Comprehensive profiling (genomic, proteomic and metabolomic) using tissue samples is a key area of investigation for translational research and personalized medicine. Indeed, patterns of expression may be poised to replace single diagnostic biomarkers, particularly in the case of genomic profiling for cancer research.
Unfortunately, preanalytical variables (e.g., tissue manipulation, warm or cold ischemia, storage conditions) influence expression levels in tissue samples, ultimately impacting study reproducibility and interpretation downstream. For this reason, markers for tissue sample quality are imperative.
Veneroni et al. (2016) recently evaluated under vacuum storage (UVS) as a fiscally sound, green alternative for specimen storage between surgical excision and sample processing, focusing on features pertinent to –omics studies.1 Briefly, UVS entails sealing tissue samples in plastic bags held at 4°C after surgical harvesting and prior to sample processing and storage as an alternative to formalin fixation.

[Lines from a data source]
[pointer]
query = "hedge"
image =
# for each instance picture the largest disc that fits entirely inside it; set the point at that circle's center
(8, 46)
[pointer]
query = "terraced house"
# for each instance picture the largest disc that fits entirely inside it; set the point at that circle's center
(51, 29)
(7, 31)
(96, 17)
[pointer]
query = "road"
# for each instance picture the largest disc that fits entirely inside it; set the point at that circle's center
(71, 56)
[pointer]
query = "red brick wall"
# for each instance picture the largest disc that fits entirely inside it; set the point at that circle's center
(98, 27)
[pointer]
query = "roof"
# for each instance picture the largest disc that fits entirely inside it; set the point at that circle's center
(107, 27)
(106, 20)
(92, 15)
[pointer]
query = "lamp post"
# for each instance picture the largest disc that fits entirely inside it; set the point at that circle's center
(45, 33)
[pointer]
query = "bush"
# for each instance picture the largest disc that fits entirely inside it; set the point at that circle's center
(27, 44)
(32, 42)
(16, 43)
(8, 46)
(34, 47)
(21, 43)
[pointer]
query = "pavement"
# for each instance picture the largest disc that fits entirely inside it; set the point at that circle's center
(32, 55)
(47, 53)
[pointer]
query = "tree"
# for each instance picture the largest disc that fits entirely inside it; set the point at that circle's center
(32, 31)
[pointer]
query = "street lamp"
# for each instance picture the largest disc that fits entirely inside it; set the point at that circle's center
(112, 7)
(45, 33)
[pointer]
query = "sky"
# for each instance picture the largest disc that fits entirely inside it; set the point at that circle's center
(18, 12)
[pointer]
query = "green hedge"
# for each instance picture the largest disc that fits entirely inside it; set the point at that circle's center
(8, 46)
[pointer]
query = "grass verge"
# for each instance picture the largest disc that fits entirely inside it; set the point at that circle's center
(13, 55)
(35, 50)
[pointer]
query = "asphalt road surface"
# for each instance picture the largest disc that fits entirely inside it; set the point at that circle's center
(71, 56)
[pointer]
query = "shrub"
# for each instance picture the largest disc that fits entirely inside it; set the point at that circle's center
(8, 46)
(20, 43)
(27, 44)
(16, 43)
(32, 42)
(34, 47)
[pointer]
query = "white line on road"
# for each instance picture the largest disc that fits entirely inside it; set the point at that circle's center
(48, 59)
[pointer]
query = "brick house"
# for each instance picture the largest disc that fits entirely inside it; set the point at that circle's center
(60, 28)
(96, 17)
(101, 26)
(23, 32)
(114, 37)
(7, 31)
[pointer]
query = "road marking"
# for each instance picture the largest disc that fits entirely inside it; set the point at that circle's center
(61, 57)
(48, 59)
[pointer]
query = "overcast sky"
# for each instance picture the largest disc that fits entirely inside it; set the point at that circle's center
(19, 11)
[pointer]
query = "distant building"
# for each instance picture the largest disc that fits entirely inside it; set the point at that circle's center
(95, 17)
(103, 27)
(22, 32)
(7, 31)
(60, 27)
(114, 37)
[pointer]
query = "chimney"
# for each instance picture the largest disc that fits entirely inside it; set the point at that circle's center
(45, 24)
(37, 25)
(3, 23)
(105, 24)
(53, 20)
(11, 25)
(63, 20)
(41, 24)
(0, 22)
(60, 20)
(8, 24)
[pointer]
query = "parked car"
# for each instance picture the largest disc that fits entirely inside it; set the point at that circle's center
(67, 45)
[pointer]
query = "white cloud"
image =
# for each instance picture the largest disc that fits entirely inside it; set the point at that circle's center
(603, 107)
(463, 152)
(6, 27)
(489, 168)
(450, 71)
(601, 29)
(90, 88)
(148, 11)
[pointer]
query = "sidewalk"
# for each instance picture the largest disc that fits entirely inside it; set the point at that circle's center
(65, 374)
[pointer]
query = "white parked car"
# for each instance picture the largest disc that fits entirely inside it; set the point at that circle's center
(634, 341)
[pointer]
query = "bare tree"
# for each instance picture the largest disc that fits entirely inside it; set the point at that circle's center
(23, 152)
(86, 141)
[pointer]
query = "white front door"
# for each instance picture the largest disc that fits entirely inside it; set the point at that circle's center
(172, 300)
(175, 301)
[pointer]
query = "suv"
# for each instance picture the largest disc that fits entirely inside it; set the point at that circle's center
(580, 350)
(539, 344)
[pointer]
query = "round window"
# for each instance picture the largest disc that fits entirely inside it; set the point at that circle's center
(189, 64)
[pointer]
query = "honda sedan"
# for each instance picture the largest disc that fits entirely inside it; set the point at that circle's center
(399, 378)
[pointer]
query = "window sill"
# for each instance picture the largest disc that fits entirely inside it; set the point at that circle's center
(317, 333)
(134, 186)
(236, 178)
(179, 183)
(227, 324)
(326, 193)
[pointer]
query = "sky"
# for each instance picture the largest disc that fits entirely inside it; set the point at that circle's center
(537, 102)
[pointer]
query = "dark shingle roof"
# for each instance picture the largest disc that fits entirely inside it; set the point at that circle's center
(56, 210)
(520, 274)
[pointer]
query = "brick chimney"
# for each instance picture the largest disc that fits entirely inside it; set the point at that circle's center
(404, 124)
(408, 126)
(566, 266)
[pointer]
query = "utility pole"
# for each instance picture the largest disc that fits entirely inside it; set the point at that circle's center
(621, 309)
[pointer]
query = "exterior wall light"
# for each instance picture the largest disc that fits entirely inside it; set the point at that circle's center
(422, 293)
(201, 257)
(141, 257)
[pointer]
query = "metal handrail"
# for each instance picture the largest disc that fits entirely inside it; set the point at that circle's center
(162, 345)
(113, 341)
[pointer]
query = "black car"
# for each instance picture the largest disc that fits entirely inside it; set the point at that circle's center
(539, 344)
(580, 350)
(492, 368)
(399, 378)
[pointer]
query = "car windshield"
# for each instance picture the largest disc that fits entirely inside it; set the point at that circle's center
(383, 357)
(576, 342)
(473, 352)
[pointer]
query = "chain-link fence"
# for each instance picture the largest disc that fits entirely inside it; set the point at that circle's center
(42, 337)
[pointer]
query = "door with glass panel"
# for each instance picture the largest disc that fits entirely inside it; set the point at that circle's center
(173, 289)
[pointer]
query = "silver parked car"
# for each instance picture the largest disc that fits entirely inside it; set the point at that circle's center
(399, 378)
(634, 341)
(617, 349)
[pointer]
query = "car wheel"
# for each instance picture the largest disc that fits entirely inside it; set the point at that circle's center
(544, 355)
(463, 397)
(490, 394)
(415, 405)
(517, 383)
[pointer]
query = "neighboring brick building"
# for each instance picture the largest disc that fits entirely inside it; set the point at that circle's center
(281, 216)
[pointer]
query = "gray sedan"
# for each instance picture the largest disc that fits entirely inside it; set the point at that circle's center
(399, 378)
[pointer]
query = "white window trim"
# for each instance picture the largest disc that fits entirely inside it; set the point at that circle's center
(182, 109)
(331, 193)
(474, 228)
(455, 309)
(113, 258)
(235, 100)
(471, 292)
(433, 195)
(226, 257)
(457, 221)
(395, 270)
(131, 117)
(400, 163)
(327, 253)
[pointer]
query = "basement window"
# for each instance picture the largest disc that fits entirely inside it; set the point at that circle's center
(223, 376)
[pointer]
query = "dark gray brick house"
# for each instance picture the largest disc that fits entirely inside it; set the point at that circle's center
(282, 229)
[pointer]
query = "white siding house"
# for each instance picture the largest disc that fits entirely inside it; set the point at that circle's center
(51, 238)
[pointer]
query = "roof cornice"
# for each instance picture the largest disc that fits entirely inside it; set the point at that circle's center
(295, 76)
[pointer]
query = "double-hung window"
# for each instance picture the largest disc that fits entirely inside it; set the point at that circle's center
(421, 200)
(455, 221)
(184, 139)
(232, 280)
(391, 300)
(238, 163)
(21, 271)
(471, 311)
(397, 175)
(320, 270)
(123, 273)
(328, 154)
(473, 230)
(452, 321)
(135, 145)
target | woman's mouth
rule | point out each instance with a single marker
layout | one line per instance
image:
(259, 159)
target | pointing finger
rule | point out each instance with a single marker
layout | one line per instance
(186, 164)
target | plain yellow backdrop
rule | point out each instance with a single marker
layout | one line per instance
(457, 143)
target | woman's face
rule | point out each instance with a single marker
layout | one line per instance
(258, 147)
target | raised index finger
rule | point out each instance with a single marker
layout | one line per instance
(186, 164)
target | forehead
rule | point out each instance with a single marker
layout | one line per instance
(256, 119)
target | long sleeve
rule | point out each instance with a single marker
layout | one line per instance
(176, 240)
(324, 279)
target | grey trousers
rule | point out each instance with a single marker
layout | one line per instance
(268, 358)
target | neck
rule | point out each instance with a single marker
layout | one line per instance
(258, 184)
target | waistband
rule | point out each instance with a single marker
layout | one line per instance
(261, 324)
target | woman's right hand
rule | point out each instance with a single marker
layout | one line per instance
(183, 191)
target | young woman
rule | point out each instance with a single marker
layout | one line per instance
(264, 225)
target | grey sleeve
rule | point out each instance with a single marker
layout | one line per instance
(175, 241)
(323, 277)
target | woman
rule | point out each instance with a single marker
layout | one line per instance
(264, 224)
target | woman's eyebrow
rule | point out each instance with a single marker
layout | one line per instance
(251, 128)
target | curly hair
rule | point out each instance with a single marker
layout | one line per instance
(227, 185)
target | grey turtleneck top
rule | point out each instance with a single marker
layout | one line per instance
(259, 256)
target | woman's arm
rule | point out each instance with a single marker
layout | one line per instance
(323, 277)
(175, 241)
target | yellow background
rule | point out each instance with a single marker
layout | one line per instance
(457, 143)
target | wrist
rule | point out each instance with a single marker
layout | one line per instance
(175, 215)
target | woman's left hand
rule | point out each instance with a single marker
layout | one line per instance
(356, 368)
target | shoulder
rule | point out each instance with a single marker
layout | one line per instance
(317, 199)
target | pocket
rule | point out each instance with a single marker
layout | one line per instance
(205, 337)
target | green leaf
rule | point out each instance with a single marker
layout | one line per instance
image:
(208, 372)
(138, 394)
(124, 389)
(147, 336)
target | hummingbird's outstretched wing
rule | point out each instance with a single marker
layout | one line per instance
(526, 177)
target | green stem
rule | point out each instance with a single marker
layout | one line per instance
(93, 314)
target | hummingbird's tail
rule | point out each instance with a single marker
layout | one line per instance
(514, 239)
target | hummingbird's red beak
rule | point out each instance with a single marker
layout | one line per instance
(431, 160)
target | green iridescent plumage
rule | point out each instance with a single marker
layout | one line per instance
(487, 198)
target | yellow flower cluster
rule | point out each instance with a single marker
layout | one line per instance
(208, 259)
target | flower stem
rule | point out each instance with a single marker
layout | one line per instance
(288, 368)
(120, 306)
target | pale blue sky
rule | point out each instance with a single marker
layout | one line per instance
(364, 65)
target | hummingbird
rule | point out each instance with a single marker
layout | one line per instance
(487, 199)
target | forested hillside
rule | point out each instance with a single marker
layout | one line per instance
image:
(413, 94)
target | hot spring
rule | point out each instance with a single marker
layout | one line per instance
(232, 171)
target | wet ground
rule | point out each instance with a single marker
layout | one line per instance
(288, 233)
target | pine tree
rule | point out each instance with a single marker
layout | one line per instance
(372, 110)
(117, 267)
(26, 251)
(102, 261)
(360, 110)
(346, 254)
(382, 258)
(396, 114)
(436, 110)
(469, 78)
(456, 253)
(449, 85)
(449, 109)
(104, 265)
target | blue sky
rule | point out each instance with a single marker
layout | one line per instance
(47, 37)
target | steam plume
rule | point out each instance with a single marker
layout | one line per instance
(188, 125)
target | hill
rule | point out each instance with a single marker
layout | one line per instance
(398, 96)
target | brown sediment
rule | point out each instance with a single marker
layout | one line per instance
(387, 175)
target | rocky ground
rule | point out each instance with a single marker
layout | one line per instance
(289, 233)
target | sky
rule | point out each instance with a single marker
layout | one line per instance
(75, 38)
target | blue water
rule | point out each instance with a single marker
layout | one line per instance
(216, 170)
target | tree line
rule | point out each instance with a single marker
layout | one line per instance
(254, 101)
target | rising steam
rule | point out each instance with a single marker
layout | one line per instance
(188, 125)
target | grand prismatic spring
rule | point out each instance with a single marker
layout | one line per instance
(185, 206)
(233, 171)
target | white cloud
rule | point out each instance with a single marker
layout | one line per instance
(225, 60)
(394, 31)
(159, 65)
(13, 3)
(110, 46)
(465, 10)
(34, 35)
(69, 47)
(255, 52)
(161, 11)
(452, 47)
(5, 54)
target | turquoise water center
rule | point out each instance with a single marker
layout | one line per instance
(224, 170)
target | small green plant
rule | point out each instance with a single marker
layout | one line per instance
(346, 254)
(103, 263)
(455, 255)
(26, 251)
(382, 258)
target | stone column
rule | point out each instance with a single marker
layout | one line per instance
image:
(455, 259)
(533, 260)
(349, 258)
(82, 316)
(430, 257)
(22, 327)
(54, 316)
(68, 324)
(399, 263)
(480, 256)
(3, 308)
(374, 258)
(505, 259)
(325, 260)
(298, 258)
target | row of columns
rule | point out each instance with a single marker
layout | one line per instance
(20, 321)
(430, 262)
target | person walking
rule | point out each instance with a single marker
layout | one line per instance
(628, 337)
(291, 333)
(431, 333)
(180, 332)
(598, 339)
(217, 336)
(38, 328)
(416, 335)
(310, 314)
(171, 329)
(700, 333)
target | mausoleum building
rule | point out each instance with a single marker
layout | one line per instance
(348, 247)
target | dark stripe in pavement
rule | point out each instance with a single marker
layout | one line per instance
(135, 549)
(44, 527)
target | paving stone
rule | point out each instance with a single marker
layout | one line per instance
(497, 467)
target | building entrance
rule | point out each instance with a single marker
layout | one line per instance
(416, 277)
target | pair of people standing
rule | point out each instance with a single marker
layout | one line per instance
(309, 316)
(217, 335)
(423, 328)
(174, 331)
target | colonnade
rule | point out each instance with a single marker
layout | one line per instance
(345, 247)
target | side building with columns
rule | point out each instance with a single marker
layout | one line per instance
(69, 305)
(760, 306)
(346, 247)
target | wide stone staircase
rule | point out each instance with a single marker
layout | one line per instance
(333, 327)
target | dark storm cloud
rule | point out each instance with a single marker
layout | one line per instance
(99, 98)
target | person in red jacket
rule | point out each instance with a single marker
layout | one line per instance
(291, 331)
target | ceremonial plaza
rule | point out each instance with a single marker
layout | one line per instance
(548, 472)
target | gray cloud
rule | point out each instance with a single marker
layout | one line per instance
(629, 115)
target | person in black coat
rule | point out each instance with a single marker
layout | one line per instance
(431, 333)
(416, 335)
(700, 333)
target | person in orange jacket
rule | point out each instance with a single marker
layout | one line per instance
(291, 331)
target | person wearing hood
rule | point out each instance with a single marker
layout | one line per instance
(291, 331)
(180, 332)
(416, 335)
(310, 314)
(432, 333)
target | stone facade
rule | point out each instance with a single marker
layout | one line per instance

[PROBLEMS TO SOLVE]
A - What is the Spanish translation of the sentence "For this reason, markers for tissue sample quality are imperative." from the tissue storage text?
B - Can you set down, word for word, the part of the tissue storage text that begins at the words "Comprehensive profiling (genomic, proteomic" and stops after "for cancer research."?

[ANSWERS FOR THE TASKS]
A - Por esta razón, los marcadores de la calidad de las muestras de tejido son imprescindibles.

B -
Comprehensive profiling (genomic, proteomic and metabolomic) using tissue samples is a key area of investigation for translational research and personalized medicine. Indeed, patterns of expression may be poised to replace single diagnostic biomarkers, particularly in the case of genomic profiling for cancer research.